Whose perspective is this? A few thoughts on Eija-Liisa Ahtila’s Studies on the Ecology of Drama
Since the early 1990s, Finnish artist Eija-Liisa Ahtila has been considered a master of the split-screen installation form. Her large-scale, multi-channel cinematic works create specific perceptual situations, while investigating the construction of audiovisual discourses and testing potentialities and limits of cinematic narration. In her works, Ahtila challenges cinema’s conventions of single-channel storytelling, using multiple screens to build an experience of various concurrent times and spaces. Her latest work Studies on the Ecology of Drama – which was installed at Marian Goodman Gallery in New York City from the 1 March to 22 April 2017 – is no exception.
Like her other recent work for galleries such as The Annunciation (2010) and Horizontal (2011), this four-screen installation asks how technology, stylistic choices, and storytelling devices can generate an image of non-human worlds. Beginning with a few images of nature that occupy all four screens located in the same gallery room – a surprise for some – the installation begins by revolving around a figure played by the well-known Finnish actor Kati Outinen. The actor guides the visitor of the gallery by delivering a lecture in movement. She poses the installation’s core question: ‘How would it be possible to understand a different kind of existence [on this] planet?’ While literally journeying from one screen to another, Outinen walks and talks the spectator through issues of human-centered storytelling in order to highlight the limits of meanings and connotations produced by the application of classical film dramaturgy and conventional film codes. By focusing on patterns of perception varying across species, Studies on the Ecology of Drama attempts to show the possibilities of opening up an audiovisual space for various kinds of human and nonhuman actors, including a bush, a juniper tree, a common swift, a horse, a brimstone butterfly, and a group of human acrobats.

● **Assignment**
Continue the essay on Eija-Liisa Ahtila's Studies on the Ecology of Drama with the paragraph that follows its last sentence.

● **Recorded data**
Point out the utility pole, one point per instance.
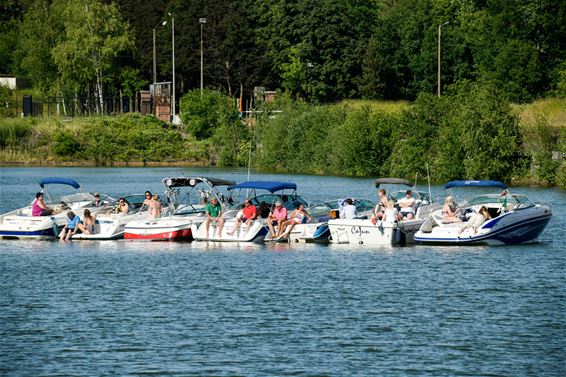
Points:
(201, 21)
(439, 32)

--

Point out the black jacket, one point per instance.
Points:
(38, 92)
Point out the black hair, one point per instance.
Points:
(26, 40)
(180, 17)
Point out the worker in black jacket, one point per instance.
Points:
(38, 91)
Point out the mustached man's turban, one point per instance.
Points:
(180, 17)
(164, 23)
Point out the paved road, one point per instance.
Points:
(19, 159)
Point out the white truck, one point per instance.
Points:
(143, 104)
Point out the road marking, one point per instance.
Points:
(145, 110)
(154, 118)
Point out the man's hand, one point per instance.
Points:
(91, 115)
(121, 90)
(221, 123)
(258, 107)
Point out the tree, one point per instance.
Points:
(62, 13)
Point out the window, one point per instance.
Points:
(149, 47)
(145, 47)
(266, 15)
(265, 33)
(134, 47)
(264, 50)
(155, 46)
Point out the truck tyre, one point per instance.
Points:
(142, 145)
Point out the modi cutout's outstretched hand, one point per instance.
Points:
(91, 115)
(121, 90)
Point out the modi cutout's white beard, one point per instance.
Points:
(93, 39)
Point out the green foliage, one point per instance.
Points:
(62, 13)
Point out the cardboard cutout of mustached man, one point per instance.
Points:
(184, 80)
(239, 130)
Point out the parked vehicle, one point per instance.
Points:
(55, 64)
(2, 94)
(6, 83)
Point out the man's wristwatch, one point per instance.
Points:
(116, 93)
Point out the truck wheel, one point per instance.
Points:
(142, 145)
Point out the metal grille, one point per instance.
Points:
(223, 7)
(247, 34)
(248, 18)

● **Answer box**
Ahtila’s creative commentary on filmic perspective with regard to non-human worlds recalls Anat Pick’s ideas on zoomorphic cinema. Drawing on Estonian biologist Jakob von Uexküll’s thoughts, Pick’s essay ‘Animal Life in the Cinematic Umwelt’ proposes that decentering the anthropomorphising representations of some films can manifest non-human life-worlds before they are turned into subjects for our dramas. Drawing upon Uexküll’s concept of Umwelt (an ecological environment), Pick argues that cinema can establish ‘new relational trajectories’ of animal and human worlds, positing different manifestations of both the human and the non-human.[1] In his book A Foray into the Worlds of Animals and Humans, Uexküll famously describes the perceptual world of a tick. The tick itself may seem completely different to a man, a dog, or any other animal, but, Uexküll suggests, that does not change the fact that the tick exists as a unique subject with its own distinctive perceptual world. An attempt to understand the way the tick perceives does not necessarily require the anthropomorphisation of the tick by ascribing human qualities to it. The translation of signs of a life-world of a living organism is based on (the tick, for instance, only reacts to three stimuli: temperature, light, and smell) does not expunge the organism that embodies those signs. Even though such renditions may never be precise, following Uexküll’s (and Pick’s) ideas, one could think about creative translations by artists and filmmakers that attend to the signs of perceptual worlds of non-humans with an aim to establish a different perspective towards them.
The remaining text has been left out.